Figure 2. China—B&R Countries Payments Evolution, by Value: 2017 vs. 2014
Figure 2 shows that the changes of RMB usage were very uneven. It increased by 551% and 436% in
Malaysia and Germany, respectively, while it decreased by 43% and 81% in Iran and Italy, respectively.
They received very low volume of payments made in RMB. The RMB credit transfer payments to
German, Poland and Czechia have increases substantially while the ones to Netherlands, France and
Italy decreases significantly.
The newest RMB tracker published in January 2018 provides information about RMB
internationalisation. It clearly indicates that RMB is not significant as a reserve currency yet. There are
several developed countries include RMB in their reserves. For example, the European Central Bank
(ECB) converted 500 million Euro into RMB in June 2017 and RMB becomes a portion of ECB’s
reserve.

**CHALLENGE A:**
Reproduce the RMB passage verbatim, in full.
The RMB passage has no connection to the records that come after it.

**DATA EXTRACT:**
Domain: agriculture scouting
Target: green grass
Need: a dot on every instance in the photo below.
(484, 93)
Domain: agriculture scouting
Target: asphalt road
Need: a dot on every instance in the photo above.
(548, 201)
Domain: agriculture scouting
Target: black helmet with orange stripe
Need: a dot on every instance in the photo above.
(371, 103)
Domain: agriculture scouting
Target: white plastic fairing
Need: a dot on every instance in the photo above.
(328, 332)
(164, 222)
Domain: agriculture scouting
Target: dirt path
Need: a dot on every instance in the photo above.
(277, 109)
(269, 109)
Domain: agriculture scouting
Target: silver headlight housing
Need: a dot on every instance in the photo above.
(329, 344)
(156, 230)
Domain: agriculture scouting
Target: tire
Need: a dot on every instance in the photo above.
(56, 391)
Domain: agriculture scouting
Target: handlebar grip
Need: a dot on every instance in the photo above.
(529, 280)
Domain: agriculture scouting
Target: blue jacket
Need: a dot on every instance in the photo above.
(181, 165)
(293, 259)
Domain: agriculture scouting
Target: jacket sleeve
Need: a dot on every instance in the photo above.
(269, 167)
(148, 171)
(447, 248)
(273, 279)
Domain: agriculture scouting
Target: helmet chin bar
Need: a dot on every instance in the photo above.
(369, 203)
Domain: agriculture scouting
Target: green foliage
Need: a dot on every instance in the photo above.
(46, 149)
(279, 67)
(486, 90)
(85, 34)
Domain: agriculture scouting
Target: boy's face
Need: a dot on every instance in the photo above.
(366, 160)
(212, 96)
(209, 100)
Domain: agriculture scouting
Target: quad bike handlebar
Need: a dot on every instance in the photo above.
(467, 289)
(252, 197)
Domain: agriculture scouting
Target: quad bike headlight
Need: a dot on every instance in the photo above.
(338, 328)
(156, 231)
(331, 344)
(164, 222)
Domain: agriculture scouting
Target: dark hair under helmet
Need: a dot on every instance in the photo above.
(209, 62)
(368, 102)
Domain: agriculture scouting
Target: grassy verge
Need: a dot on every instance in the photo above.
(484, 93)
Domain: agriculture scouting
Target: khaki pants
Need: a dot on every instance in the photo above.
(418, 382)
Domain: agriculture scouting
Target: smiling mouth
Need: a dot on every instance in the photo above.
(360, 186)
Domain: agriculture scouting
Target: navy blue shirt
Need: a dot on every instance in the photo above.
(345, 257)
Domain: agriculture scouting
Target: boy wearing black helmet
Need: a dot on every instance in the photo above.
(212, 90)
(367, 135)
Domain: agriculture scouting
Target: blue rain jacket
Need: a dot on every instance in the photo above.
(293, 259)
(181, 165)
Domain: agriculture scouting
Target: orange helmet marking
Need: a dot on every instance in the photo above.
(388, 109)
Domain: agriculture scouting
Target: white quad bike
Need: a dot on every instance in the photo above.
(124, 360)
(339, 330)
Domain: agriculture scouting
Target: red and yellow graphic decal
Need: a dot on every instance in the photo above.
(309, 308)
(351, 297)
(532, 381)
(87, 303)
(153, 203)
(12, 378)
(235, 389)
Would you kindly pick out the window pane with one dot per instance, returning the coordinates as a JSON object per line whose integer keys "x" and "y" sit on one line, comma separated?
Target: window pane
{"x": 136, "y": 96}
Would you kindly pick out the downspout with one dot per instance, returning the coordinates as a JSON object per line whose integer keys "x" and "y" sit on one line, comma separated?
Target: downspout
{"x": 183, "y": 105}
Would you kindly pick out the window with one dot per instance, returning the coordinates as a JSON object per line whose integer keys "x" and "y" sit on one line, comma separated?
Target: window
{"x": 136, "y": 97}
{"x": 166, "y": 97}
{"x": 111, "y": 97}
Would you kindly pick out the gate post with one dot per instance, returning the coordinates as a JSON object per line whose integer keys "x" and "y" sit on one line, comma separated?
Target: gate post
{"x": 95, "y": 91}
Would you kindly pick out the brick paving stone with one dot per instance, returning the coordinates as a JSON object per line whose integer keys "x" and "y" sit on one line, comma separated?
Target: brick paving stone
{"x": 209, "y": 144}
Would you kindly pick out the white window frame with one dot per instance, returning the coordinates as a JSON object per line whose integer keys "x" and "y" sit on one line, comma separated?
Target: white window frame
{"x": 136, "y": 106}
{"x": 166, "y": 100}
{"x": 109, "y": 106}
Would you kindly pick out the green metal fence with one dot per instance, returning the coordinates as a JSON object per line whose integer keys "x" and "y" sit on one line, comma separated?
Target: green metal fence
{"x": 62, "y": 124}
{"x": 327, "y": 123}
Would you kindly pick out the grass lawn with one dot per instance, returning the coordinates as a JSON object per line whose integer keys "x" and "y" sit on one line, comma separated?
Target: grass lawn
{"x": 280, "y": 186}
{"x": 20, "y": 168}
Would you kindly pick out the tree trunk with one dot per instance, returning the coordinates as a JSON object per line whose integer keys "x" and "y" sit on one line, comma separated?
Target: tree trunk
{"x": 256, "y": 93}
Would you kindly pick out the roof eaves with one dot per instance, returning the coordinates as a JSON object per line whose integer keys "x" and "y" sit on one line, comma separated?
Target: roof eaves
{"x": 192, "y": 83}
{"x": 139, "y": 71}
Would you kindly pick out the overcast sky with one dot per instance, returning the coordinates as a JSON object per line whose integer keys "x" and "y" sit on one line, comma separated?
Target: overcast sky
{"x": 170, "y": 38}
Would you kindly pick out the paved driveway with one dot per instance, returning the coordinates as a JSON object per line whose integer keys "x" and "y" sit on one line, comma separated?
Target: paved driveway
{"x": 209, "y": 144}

**CHALLENGE B:**
Swap "one dot per instance" for "a single dot per instance" in the records from the line with "Would you kindly pick out the grass" up to and including the final line of the records. Give only those lines, with everything else unchanged.

**COMPLETE OUTPUT A:**
Figure 2. China—B&R Countries Payments Evolution, by Value: 2017 vs. 2014
Figure 2 shows that the changes of RMB usage were very uneven. It increased by 551% and 436% in
Malaysia and Germany, respectively, while it decreased by 43% and 81% in Iran and Italy, respectively.
They received very low volume of payments made in RMB. The RMB credit transfer payments to
German, Poland and Czechia have increases substantially while the ones to Netherlands, France and
Italy decreases significantly.
The newest RMB tracker published in January 2018 provides information about RMB
internationalisation. It clearly indicates that RMB is not significant as a reserve currency yet. There are
several developed countries include RMB in their reserves. For example, the European Central Bank
(ECB) converted 500 million Euro into RMB in June 2017 and RMB becomes a portion of ECB’s
reserve.

**COMPLETE OUTPUT B:**
Would you kindly pick out the grass lawn with a single dot per instance, returning the coordinates as a JSON object per line whose integer keys "x" and "y" sit on one line, comma separated?
Target: grass lawn
{"x": 280, "y": 186}
{"x": 20, "y": 168}
Would you kindly pick out the tree trunk with a single dot per instance, returning the coordinates as a JSON object per line whose integer keys "x" and "y" sit on one line, comma separated?
Target: tree trunk
{"x": 256, "y": 93}
Would you kindly pick out the roof eaves with a single dot per instance, returning the coordinates as a JSON object per line whose integer keys "x" and "y" sit on one line, comma separated?
Target: roof eaves
{"x": 192, "y": 83}
{"x": 139, "y": 71}
Would you kindly pick out the overcast sky with a single dot per instance, returning the coordinates as a JSON object per line whose integer keys "x" and "y" sit on one line, comma separated?
Target: overcast sky
{"x": 170, "y": 38}
Would you kindly pick out the paved driveway with a single dot per instance, returning the coordinates as a JSON object per line whose integer keys "x" and "y" sit on one line, comma separated?
Target: paved driveway
{"x": 209, "y": 144}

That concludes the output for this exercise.